Rows taken from a dataset:
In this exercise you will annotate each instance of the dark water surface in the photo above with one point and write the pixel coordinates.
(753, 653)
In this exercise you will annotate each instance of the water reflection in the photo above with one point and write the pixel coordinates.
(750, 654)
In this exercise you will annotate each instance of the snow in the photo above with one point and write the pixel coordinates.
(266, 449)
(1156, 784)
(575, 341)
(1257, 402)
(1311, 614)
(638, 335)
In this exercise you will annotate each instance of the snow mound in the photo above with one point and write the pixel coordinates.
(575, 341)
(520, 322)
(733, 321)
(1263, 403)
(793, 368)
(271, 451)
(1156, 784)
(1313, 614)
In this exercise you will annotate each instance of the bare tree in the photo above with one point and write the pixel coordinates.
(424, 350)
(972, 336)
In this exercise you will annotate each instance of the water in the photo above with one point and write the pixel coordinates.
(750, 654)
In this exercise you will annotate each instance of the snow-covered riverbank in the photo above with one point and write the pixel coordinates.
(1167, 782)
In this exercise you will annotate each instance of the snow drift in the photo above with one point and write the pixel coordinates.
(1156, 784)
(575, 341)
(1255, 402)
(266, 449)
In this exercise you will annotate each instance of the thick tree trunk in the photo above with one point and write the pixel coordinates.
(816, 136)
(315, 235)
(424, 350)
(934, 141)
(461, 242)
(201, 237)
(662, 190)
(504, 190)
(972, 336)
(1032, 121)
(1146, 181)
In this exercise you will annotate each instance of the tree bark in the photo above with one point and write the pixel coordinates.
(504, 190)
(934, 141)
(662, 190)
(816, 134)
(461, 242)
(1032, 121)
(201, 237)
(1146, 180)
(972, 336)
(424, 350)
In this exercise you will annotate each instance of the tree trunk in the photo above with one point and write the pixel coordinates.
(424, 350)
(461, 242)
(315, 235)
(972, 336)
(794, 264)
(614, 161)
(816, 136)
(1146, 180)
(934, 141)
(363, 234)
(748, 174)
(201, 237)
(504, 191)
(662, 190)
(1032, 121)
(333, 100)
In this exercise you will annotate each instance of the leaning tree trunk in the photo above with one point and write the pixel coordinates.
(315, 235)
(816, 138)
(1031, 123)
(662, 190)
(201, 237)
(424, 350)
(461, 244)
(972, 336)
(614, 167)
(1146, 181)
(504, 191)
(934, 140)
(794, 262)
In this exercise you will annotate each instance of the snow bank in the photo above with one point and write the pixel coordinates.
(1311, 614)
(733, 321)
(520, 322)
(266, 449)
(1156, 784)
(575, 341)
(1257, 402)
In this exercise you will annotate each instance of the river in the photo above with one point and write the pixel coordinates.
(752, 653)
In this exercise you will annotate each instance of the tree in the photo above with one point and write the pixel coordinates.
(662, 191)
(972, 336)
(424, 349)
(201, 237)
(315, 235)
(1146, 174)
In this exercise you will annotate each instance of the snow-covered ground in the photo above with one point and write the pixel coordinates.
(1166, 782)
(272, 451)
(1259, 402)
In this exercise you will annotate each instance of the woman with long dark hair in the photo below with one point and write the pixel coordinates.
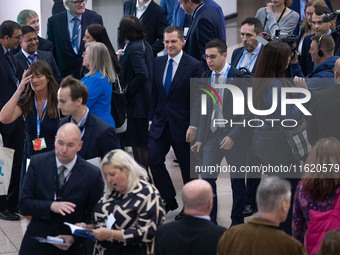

» **Brief**
Reproduce every line of the records, requests included, from the very first line down to and including the line containing "(1167, 782)". Multiply each coordinate in the answers by 1.6 and round it to a whole number, with halves rounded up.

» **Reply to the exercise**
In this exercise you will annotate each instance of the dark water surface in the photo above with one point and write the pixel coordinates.
(1205, 1045)
In this exercise you will annotate each instance of the water reflection in the photo above with one point and write the pixel coordinates.
(1200, 1046)
In this exercise you will annotate each instance of the snow in the photo above with one point and write the pixel coordinates.
(426, 718)
(1850, 1254)
(920, 546)
(2011, 643)
(2098, 982)
(1021, 536)
In this exercise you will annotate each instance of the snow mound in the photo above with one point and write the pixel coordinates.
(920, 546)
(832, 515)
(1173, 514)
(2021, 645)
(1269, 589)
(434, 722)
(1850, 1254)
(2101, 982)
In this exercise you will annotate each instance of the bare tree in the photo above with one point and write the pixel coordinates.
(678, 560)
(1555, 538)
In this exercise you will annotate each instance of the water in the photo above with one point and write the pixel coordinates.
(1200, 1046)
In this exercise you will annotate each instance of the snow-covered riverbank in the photo above with one point and write the pixel coordinates.
(1867, 1251)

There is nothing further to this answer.